[Saved entries]
++++++

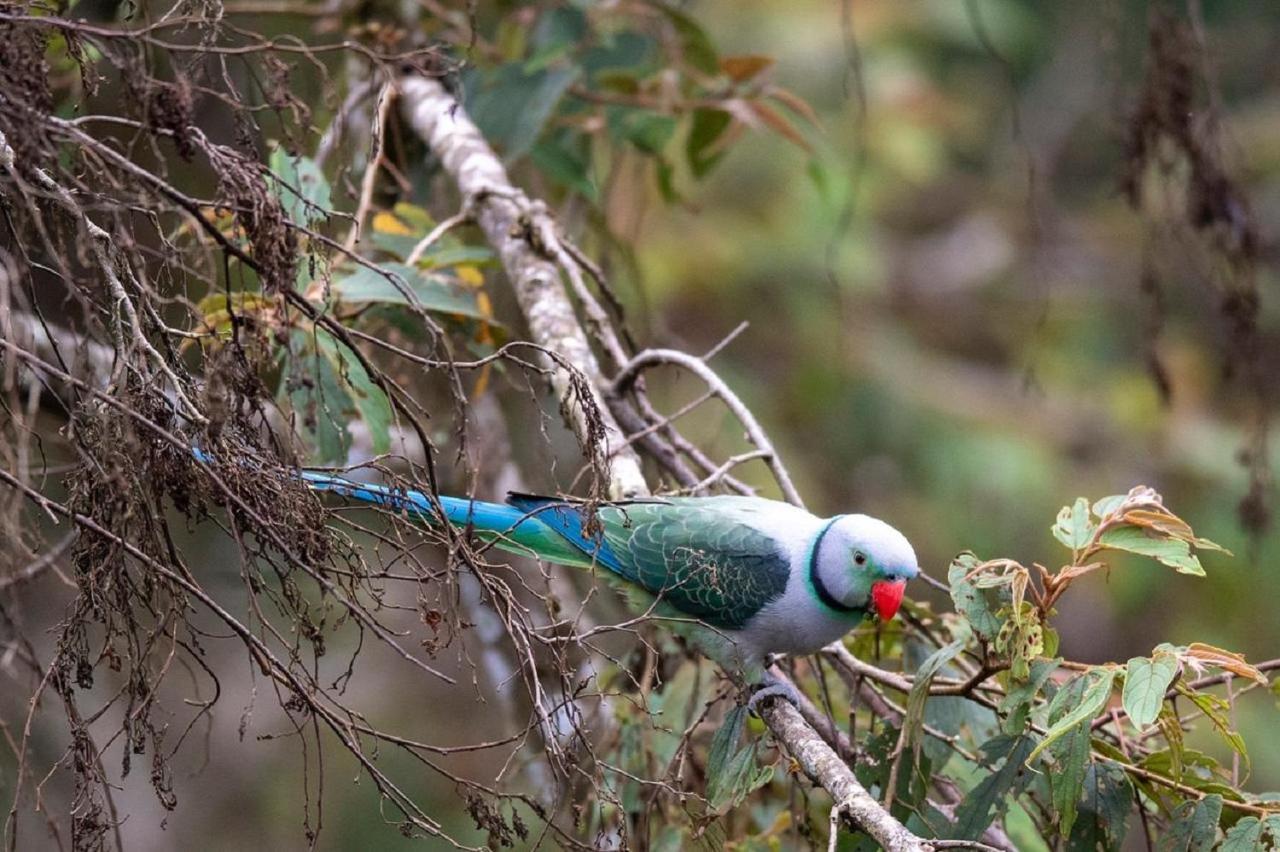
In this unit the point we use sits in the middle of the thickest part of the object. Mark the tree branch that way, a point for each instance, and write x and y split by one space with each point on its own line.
515 227
511 224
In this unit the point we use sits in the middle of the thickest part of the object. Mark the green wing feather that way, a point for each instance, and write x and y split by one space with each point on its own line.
704 560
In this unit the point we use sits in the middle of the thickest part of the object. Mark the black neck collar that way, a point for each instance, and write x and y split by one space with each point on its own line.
816 577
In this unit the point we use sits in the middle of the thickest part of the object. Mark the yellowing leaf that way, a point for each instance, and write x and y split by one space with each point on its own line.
778 123
1225 660
387 223
744 68
417 218
469 275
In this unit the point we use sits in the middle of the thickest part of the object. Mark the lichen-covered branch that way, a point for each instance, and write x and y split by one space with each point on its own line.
824 766
508 220
506 216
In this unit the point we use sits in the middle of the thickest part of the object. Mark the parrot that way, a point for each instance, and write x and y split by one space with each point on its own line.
743 578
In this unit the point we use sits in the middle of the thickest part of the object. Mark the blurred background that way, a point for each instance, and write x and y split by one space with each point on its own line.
964 310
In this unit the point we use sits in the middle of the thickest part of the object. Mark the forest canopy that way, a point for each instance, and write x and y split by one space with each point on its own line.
996 273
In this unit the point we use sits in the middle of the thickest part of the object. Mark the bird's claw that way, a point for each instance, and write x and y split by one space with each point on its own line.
773 688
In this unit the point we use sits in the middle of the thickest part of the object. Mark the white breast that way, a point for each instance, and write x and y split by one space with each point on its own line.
796 622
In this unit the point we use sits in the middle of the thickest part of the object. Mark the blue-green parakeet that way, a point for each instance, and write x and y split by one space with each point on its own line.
741 577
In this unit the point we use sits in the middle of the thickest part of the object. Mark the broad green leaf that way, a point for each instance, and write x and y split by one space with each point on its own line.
1073 526
969 600
370 401
538 109
432 292
1144 685
319 399
1070 756
722 751
1244 836
558 31
694 44
700 149
731 772
974 814
914 717
648 132
1092 702
1194 827
566 168
1109 504
1104 810
444 256
1018 701
511 105
301 187
1174 553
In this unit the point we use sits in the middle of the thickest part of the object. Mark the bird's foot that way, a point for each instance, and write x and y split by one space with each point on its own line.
773 687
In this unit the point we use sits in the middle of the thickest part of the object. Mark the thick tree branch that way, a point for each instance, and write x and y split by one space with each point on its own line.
508 221
516 228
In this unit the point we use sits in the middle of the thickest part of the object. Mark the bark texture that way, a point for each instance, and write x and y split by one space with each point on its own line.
503 214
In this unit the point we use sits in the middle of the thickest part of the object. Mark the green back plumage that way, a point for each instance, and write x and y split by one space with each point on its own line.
699 555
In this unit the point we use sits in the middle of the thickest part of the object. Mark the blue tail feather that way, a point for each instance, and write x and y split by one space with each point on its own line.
538 527
488 517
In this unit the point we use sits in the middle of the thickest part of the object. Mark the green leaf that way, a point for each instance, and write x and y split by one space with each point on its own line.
914 717
969 600
722 751
1019 700
731 772
319 399
301 187
1194 827
401 284
511 105
707 127
1174 553
1216 710
1144 685
694 44
370 401
1109 504
443 256
1272 825
1073 526
995 791
565 168
1092 701
648 132
1070 756
1244 836
1104 810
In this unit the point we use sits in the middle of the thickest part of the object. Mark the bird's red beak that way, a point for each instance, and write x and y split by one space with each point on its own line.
887 596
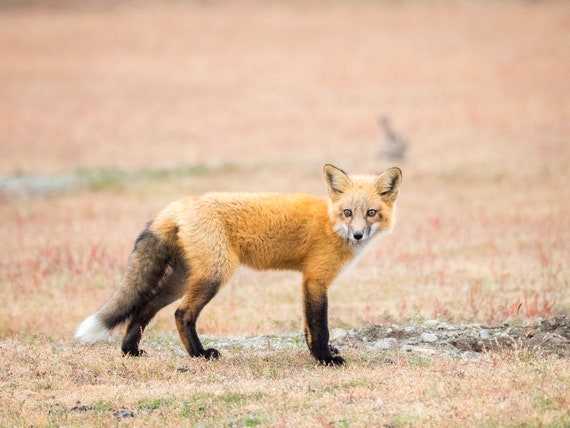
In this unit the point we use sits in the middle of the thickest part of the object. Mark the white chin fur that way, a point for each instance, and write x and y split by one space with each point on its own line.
92 330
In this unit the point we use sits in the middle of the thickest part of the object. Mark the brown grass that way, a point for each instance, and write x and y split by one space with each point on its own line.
258 96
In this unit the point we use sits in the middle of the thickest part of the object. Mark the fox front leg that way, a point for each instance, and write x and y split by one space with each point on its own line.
316 324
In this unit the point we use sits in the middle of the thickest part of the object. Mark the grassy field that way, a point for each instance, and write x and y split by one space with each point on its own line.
108 112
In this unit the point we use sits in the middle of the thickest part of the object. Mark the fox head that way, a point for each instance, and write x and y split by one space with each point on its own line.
362 206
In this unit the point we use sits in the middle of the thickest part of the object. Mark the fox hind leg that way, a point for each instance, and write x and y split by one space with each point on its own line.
198 294
170 288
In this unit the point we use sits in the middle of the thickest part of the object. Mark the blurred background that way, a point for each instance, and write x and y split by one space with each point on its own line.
108 110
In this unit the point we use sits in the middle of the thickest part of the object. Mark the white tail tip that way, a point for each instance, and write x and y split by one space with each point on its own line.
92 330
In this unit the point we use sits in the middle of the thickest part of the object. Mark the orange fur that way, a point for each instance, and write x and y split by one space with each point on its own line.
198 242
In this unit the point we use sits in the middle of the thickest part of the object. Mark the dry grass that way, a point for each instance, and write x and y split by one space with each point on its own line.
249 96
56 388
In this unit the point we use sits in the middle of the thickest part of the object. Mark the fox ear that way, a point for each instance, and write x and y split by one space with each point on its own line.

++++++

Could you rewrite all of the records above as a numbered list, skipping any blank lines and leaving the pictures out?

1. In this unit the point we use sits in the middle of the thickest part of the object. Mark the tree branch that way, a point for each instance, and write x and y split by one space with each point on its own line.
2. 515 227
3. 511 224
4. In this unit the point we use sits in the middle of the thickest part of the object. Mark the green wing feather that way, a point for each instance, and write x and y split by one space with each point on its own line.
5. 704 560
6. In this unit the point we use sits in the middle of the thickest part of the object. Mark the black neck collar that way, a point for each instance, and write x and y split by one space with each point on its own line.
7. 816 577
8. In this unit the point we use sits in the middle of the thickest part of the object. Mark the yellowing leaf that way, a point for each instance, and write x and y split by one space with each point on its own line.
9. 778 123
10. 1225 660
11. 387 223
12. 744 68
13. 417 218
14. 469 275
15. In this unit the point we use sits in the middle of the thickest part of the object. Mark the lichen-covered branch that way, a point for each instance, and write x and y split by one space with each point on its own line.
16. 824 766
17. 508 220
18. 506 216
19. In this unit the point we use sits in the middle of the thickest part of the object. Mark the parrot that way, a point for each instance, and write x and y split by one space with each point on its own line.
20. 743 578
21. In this unit the point we use sits in the middle of the thickest part of the object. Mark the blurred background that way, a point for each instance, and write x and y split by one space with each point on its own line.
22. 964 310
23. In this unit the point we use sits in the middle of the thickest part of the object. Mark the forest canopy that way, a point for each instance, and write x and y split by one space with each point on its own line.
24. 996 273
25. In this unit the point we use sits in the middle of the thickest part of the object. Mark the bird's claw that way, a point for each instance, and write x and y split by one space with each point on its own line.
26. 773 688
27. In this unit the point we use sits in the middle of the thickest part of the object. Mark the white breast that way, a point for each instance, and write x and y split by one space with each point on its own line.
28. 796 622
29. In this unit the point we use sits in the middle of the thickest part of the object. Mark the blue-green parakeet that way, a point for each instance, and write x and y split by one space with each point on its own line.
30. 741 577
31. In this unit the point we use sits in the middle of the thickest part of the object. Mark the broad green leaf that way, a point for each instance, and write x and y split by one space with each point on its own line.
32. 1073 526
33. 969 600
34. 370 401
35. 538 109
36. 432 292
37. 1144 685
38. 319 399
39. 1070 756
40. 722 751
41. 1244 836
42. 558 31
43. 694 44
44. 700 149
45. 731 772
46. 974 814
47. 914 717
48. 648 132
49. 1092 702
50. 1194 827
51. 566 168
52. 1109 504
53. 1104 810
54. 444 256
55. 1018 701
56. 511 105
57. 301 187
58. 1174 553
59. In this unit the point we use sits in the middle of the thickest part of the object. Mark the bird's foot that way, a point for each instance, and write x and y split by one space with each point on its own line.
60. 773 687
61. In this unit the point we use sits in the middle of the thickest part of the object. Mark the thick tree branch that way, a point for each instance, and write x and y split by one space with each point on its own line.
62. 508 221
63. 516 228
64. In this unit the point we use sits in the middle of the thickest part of the object. Mark the bark texture that way, a point for each instance, and write x and y split by one space with each point on its own line.
65. 503 214
66. In this unit the point we use sits in the middle of the thickest part of the object. Mark the green back plumage that way, a point for each instance, and write x and y split by one space with each point on its own line.
67. 699 555
68. In this unit the point we use sits in the middle of the thickest part of the object. Mark the blue tail feather that way, a point for each instance, and write x and y split by one space with each point on its own line.
69. 538 527
70. 488 517
71. In this unit the point we use sits in the middle of the thickest part of the object. Mark the green leaf that way, a point for each instance, and write x and y split by one space with each point on its own line.
72. 914 717
73. 969 600
74. 722 751
75. 1019 700
76. 731 772
77. 319 399
78. 301 187
79. 1194 827
80. 401 284
81. 511 105
82. 707 127
83. 1174 553
84. 1216 710
85. 1144 685
86. 694 44
87. 370 401
88. 1109 504
89. 443 256
90. 1272 825
91. 1073 526
92. 995 791
93. 565 168
94. 1092 701
95. 648 132
96. 1070 756
97. 1244 836
98. 1104 810
99. In this unit the point we use sits in the middle of the thickest part of the object. Mark the bird's red beak that way, a point for each instance, and write x and y split by one space with each point on its own line.
100. 887 596
101. In this unit the point we use sits in the middle of the thickest part of the object. Mark the white chin fur that way, a point for each instance, and write x and y split by one space with each point on its own line.
102. 92 330
103. In this unit the point we use sits in the middle of the thickest part of the object. Mark the brown grass that way, a point for each instance, and write x and y split by one space with each point on its own line.
104. 258 96
105. In this unit the point we use sits in the middle of the thickest part of the object. Mark the fox front leg that way, a point for each instance, and write x and y split by one space with each point on its own line.
106. 316 324
107. In this unit the point we use sits in the middle of the thickest part of the object. Mark the grassy field that way, a point for each instance, and write x and y split by one space with each point on its own line.
108. 108 112
109. In this unit the point we use sits in the middle of the thickest part of the object. Mark the fox head that way, a point for each instance, and write x and y split by one space with each point on its own line.
110. 362 206
111. In this unit the point we use sits in the middle of the thickest part of the object. Mark the fox hind leg that way, a point for each instance, and write x and y split by one space with each point on its own line.
112. 198 294
113. 170 288
114. In this unit the point we use sits in the middle of the thickest part of the object. Mark the blurred background that way, a point for each instance, and write x and y split by one space with each point on its own line.
115. 108 110
116. In this unit the point we use sits in the middle of the thickest part of the object. Mark the white tail tip that way, a point for each instance, and write x and y split by one space with each point on its own line.
117. 92 330
118. In this unit the point we use sits in the middle of the thickest part of the object. Mark the orange fur that way, a point for each instance, and write x and y split by one space with each point on its own line.
119. 198 242
120. In this unit the point we use sits in the middle of the thickest part of the object. Mark the dry grass that way, a point for each instance, and write x and y split by one space with each point on its own line.
121. 249 96
122. 56 388
123. In this unit the point we use sits in the middle of the thickest part of the object. Mark the fox ear that way, a point for each instance, and write x and y split by one space with each point on its own line.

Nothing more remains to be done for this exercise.